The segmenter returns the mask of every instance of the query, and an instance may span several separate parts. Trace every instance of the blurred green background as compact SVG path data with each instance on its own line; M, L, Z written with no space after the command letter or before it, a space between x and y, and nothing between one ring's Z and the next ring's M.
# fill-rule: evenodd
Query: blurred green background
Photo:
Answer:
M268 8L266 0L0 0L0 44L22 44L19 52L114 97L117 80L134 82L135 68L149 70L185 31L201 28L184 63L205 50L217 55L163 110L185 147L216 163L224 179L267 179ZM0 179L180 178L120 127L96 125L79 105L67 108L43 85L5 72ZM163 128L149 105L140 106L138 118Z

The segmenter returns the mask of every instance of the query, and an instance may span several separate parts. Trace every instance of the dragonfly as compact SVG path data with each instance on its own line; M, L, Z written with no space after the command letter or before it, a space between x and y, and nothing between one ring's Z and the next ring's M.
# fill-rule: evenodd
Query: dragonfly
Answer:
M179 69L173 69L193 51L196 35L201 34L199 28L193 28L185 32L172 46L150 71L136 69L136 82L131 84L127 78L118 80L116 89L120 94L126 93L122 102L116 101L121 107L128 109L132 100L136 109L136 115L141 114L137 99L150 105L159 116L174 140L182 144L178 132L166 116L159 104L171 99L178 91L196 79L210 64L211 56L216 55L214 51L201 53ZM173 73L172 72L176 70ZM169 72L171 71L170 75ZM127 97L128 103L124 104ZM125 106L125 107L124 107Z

▬▬▬

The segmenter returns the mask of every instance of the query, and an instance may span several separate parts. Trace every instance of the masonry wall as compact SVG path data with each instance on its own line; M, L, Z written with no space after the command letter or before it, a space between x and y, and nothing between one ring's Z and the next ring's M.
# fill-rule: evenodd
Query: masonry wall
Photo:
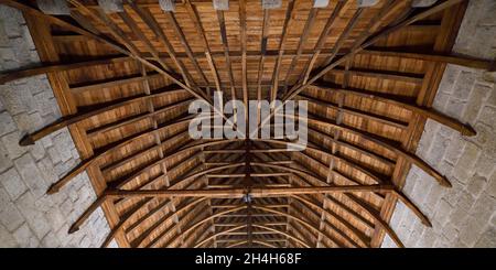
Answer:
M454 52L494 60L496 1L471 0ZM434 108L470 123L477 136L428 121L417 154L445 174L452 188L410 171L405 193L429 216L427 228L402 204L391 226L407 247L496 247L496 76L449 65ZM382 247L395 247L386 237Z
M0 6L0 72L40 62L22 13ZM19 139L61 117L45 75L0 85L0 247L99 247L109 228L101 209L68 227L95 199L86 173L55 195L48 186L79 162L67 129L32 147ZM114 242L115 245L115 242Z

▬▬▬

> **Work required**
Reproduce the records from the line containing "of the blurred" through the line containing "M268 8L266 0L0", putting "blurry green backdrop" wherever "blurred green background" appears and leaving everything else the same.

> **Output**
The segmenter returns the mask of every instance of the query, and an instance may span several separate parts. Trace every instance of the blurry green backdrop as compact SVG path data with each instance on its own line; M, L, Z written with no space after the command letter or before it, a space between x and y, and nothing between one ring's Z and the next ring's M.
# fill-rule: evenodd
Query: blurry green backdrop
Photo:
Answer:
M268 8L266 0L0 0L0 44L22 44L19 52L114 97L117 80L134 82L135 68L149 70L185 31L201 28L184 63L205 50L217 55L163 110L185 147L216 163L224 179L267 179ZM0 179L180 178L120 127L96 125L79 105L67 108L43 85L5 72ZM163 128L149 105L140 106L138 118Z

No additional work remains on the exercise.